- **挑战任务 1**
显示下方记录中所有含有字符串“water”的行。

近几年,新型主战舰艇陆续服役,而该大队的勤务保障船只仍是老装备,保障装备无法与新型舰艇配套。为解决这一问题,这个大队通过科技练兵活动,设计和自制了能与护卫舰相配套的对接接口,解决了纵向补油接口不配套的问题,与有关院校共同开发了“五防”模拟软件经过多次微机模拟操作和海上实际训练,解决了补给舰船和被补给舰在防空中相互协同的有关问题,经过技术革新,用加缆绳和装滑索的办法,解决了纵向补水水管的输送问题。
为了突破新型潜艇海上补给这一禁区,他们把保障编队拉到海上对新型潜艇实施海上补给。2000年5月,该大队在领受应召对某新型潜艇实施纵向油水演练补给的任务后,针对部队装备老化、接口不匹配等难题,从挖掘现有装备的最大效能入手,把科技砺精兵与挑战新课题紧密结合起来。经过2个多月的攻关,终于攻克了在保障船艇对某新型潜艇实施油水补给中起关键作用的多功能组合对接接口等技术难题,并自制成功。“八一”前夕,他们冒酷暑,踏碧海,战恶浪,连续奋战2昼夜,在东海某海域首次应召对某新型潜艇实施了锚泊和航行中的纵向油水补给,并一举获得成功。贴近实战千锤百炼出硬功
2000年11月2日上午,东海某军港。突然,一声巨响,硝烟骤起。军港码头被“敌”导弹摧毁。演习总指挥一声令下,演习正式拉开序幕。霎时间,3艘登陆舰艇冒着浓烈的“炮火”,从硝烟滚滚的海面上同时快速抢滩登陆,3辆卡车分载野战管线分队、野战管线抢修分队、三车一组补给分队,如下山猛虎呼啸着从登陆艇上冲上滩涂。野战管线中队人员迅速冲下卡车,启动设备,紧急敷设应急油料输送管线;补给分队人员迅速用冲锋舟将输油管线引至距“被毁”码头数百米开外,对抛锚待补的军民保障编队的油、水船实施油水加载。加载完毕后,军民混合保障编队迅速启航驶向战区,并按时抵达预定海区对驱护舰编队实施综合补给。这是该大队首次进行军民混编保障船队无码头油水装载及补给演练。

- **挑战任务 2**
完整引用上方关于海上油水补给的文章，不要改动任何文字。

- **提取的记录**
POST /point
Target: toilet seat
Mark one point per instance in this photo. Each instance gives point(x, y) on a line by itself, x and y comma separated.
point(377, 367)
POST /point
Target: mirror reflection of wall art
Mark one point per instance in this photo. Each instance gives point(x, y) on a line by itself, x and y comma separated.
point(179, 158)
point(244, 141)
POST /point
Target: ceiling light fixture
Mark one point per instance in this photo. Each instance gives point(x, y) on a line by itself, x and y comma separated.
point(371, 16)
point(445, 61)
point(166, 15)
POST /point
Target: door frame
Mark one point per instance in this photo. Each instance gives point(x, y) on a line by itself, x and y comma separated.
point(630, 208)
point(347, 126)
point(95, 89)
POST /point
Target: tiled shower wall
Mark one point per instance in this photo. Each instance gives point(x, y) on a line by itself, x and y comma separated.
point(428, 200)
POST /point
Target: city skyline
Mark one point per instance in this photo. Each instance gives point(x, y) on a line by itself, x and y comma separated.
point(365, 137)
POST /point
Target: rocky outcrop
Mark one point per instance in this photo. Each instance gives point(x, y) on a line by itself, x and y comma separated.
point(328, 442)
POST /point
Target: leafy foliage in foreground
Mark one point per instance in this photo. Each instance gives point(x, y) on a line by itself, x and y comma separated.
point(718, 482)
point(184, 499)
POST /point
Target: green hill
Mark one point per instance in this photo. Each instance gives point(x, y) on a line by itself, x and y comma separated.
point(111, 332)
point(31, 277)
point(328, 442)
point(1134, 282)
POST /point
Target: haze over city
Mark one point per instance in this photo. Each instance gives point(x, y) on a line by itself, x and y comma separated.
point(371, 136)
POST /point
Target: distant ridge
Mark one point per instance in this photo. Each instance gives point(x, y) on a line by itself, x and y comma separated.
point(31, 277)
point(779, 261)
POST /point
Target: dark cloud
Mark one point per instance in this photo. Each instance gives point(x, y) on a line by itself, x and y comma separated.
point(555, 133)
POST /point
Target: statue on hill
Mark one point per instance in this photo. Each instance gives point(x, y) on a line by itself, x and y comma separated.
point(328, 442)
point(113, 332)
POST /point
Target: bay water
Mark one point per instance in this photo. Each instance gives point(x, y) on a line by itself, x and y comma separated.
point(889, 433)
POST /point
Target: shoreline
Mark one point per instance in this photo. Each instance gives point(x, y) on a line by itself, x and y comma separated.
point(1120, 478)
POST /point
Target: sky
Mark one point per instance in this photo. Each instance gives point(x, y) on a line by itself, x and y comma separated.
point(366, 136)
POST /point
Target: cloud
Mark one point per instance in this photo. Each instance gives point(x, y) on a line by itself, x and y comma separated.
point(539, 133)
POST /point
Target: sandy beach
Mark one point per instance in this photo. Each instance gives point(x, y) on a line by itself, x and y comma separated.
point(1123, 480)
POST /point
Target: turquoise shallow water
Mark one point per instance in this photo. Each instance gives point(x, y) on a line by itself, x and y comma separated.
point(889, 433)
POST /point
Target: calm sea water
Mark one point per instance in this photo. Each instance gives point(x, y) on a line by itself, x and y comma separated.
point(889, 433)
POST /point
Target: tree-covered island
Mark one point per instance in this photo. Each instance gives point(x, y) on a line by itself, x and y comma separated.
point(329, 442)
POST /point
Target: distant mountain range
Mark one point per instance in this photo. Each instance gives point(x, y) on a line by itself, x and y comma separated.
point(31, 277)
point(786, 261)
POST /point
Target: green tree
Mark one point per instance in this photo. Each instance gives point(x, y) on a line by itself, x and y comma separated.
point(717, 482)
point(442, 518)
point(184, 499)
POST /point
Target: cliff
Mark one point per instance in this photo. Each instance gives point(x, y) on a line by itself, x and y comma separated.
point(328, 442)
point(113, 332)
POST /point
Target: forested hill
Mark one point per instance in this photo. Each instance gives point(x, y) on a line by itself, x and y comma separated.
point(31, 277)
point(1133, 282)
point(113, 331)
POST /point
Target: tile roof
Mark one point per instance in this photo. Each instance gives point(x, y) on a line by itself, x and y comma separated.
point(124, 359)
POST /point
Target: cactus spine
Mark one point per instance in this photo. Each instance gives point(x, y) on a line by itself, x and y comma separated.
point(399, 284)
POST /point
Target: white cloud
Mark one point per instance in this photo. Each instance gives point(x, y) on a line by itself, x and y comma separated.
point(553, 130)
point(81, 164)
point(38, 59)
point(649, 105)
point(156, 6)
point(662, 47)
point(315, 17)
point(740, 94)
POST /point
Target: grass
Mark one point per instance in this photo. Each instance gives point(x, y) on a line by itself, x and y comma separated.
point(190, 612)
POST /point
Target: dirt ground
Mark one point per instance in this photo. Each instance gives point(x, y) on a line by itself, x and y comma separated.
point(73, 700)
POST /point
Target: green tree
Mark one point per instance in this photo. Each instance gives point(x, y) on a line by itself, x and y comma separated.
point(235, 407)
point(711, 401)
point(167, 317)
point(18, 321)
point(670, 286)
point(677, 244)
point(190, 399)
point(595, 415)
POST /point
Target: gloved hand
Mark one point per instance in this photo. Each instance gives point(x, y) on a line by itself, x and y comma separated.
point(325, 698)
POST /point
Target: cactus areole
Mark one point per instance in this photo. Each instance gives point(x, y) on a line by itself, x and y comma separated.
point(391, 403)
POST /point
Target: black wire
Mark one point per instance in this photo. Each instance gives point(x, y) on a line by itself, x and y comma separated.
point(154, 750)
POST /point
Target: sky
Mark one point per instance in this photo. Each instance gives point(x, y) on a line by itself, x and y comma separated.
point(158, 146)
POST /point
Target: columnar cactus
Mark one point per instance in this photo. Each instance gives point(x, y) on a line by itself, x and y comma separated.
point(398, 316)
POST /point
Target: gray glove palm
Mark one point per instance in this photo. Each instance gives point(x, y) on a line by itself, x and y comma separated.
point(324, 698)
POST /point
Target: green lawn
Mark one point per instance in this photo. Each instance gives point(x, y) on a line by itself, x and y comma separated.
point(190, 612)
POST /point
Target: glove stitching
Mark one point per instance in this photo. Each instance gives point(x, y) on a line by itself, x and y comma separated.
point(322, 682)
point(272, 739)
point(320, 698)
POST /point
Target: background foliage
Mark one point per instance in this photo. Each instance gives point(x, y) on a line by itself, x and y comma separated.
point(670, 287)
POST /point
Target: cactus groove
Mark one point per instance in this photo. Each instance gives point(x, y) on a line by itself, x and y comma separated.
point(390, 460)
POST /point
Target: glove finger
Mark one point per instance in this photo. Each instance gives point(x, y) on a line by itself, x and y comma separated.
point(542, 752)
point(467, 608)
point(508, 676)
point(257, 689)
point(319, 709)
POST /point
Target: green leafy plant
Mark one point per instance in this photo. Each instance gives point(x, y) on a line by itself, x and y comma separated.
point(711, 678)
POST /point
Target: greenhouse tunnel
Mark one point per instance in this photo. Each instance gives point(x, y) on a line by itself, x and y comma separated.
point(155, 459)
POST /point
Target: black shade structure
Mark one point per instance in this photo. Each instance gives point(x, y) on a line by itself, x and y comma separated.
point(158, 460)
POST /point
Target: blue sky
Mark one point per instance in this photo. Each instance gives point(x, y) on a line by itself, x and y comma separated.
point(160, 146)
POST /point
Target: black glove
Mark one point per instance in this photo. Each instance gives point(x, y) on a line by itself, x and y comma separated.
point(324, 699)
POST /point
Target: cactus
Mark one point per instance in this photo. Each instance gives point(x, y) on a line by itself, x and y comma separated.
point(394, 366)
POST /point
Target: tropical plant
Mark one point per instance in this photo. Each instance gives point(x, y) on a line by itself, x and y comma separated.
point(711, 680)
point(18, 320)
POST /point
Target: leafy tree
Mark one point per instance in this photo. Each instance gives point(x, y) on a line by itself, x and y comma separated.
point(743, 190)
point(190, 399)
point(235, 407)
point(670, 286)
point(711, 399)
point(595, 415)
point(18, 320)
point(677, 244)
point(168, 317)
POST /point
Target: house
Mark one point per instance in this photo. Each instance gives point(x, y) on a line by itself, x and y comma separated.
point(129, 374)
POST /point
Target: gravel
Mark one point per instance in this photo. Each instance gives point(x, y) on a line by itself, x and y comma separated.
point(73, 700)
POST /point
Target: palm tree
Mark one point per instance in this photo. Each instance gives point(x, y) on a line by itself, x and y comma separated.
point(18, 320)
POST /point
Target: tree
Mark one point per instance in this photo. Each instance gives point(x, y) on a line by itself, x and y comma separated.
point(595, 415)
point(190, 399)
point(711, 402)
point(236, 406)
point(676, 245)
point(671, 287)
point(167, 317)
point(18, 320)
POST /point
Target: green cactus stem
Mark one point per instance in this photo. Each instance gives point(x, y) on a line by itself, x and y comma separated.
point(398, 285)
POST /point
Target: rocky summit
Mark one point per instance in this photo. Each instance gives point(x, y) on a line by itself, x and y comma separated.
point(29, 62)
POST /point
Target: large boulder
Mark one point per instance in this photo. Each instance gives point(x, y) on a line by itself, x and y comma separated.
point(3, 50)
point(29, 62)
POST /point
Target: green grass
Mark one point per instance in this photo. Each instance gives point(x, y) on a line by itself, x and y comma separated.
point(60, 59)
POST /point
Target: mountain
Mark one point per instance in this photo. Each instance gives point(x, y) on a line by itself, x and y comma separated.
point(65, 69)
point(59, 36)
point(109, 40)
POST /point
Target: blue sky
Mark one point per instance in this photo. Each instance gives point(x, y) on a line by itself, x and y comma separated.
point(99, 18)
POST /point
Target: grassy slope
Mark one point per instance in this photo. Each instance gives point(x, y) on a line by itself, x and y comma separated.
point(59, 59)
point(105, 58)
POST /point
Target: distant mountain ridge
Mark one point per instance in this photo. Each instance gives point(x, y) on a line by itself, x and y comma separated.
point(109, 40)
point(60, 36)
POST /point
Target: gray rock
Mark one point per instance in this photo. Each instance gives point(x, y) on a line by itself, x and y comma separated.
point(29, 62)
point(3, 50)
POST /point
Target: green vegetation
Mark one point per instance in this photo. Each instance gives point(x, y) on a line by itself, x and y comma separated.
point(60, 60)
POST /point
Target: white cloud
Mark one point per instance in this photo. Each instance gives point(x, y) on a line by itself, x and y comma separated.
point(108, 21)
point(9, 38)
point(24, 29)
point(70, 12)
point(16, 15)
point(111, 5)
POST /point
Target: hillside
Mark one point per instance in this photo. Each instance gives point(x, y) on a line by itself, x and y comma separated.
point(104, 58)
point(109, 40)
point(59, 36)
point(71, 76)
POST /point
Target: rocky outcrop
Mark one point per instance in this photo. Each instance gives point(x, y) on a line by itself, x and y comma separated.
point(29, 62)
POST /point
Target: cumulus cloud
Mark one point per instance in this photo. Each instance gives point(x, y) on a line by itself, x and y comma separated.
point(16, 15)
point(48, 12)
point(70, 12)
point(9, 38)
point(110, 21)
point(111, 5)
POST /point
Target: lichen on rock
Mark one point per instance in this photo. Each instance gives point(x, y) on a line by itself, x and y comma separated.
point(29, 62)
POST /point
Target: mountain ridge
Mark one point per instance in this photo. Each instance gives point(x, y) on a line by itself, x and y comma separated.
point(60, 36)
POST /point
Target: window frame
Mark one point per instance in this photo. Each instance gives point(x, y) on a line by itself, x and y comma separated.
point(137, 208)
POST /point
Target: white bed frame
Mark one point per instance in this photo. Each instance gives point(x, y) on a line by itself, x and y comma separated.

- **练习结果 1**
Target: bay water
Target: turquoise shallow water
Target: calm sea water

- **练习结果 2**
近几年,新型主战舰艇陆续服役,而该大队的勤务保障船只仍是老装备,保障装备无法与新型舰艇配套。为解决这一问题,这个大队通过科技练兵活动,设计和自制了能与护卫舰相配套的对接接口,解决了纵向补油接口不配套的问题,与有关院校共同开发了“五防”模拟软件经过多次微机模拟操作和海上实际训练,解决了补给舰船和被补给舰在防空中相互协同的有关问题,经过技术革新,用加缆绳和装滑索的办法,解决了纵向补水水管的输送问题。
为了突破新型潜艇海上补给这一禁区,他们把保障编队拉到海上对新型潜艇实施海上补给。2000年5月,该大队在领受应召对某新型潜艇实施纵向油水演练补给的任务后,针对部队装备老化、接口不匹配等难题,从挖掘现有装备的最大效能入手,把科技砺精兵与挑战新课题紧密结合起来。经过2个多月的攻关,终于攻克了在保障船艇对某新型潜艇实施油水补给中起关键作用的多功能组合对接接口等技术难题,并自制成功。“八一”前夕,他们冒酷暑,踏碧海,战恶浪,连续奋战2昼夜,在东海某海域首次应召对某新型潜艇实施了锚泊和航行中的纵向油水补给,并一举获得成功。贴近实战千锤百炼出硬功
2000年11月2日上午,东海某军港。突然,一声巨响,硝烟骤起。军港码头被“敌”导弹摧毁。演习总指挥一声令下,演习正式拉开序幕。霎时间,3艘登陆舰艇冒着浓烈的“炮火”,从硝烟滚滚的海面上同时快速抢滩登陆,3辆卡车分载野战管线分队、野战管线抢修分队、三车一组补给分队,如下山猛虎呼啸着从登陆艇上冲上滩涂。野战管线中队人员迅速冲下卡车,启动设备,紧急敷设应急油料输送管线;补给分队人员迅速用冲锋舟将输油管线引至距“被毁”码头数百米开外,对抛锚待补的军民保障编队的油、水船实施油水加载。加载完毕后,军民混合保障编队迅速启航驶向战区,并按时抵达预定海区对驱护舰编队实施综合补给。这是该大队首次进行军民混编保障船队无码头油水装载及补给演练。